### Problem
Scan the entries for the string "building" and give the number of lines that have it, nothing further.

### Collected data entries
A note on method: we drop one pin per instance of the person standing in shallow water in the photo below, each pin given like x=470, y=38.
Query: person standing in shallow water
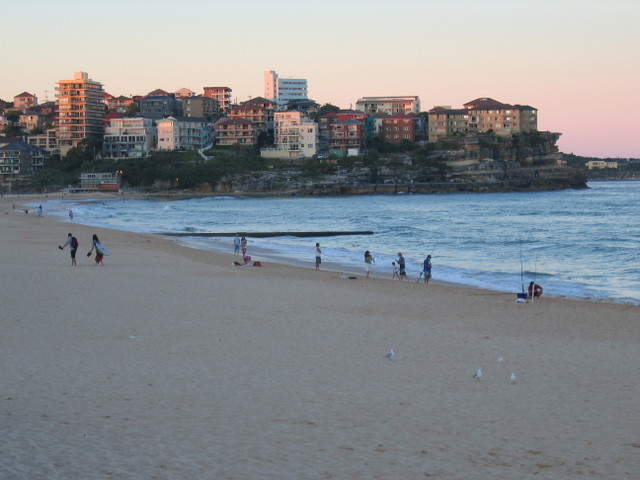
x=368, y=262
x=318, y=256
x=426, y=269
x=403, y=266
x=236, y=244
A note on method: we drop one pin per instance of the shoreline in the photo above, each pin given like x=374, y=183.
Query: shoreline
x=169, y=363
x=284, y=260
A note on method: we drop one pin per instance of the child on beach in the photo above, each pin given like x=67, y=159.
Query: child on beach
x=396, y=270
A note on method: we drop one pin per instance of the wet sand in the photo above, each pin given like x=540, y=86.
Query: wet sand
x=169, y=363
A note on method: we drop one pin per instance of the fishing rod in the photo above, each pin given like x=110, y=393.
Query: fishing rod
x=521, y=264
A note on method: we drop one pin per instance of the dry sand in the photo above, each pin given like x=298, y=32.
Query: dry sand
x=169, y=363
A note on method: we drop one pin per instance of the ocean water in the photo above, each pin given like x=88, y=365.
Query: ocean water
x=575, y=243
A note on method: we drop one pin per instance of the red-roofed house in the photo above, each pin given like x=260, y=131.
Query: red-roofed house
x=24, y=101
x=399, y=127
x=232, y=131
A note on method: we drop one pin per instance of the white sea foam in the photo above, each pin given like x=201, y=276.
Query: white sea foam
x=576, y=243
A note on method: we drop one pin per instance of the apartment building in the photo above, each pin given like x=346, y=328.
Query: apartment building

### Result
2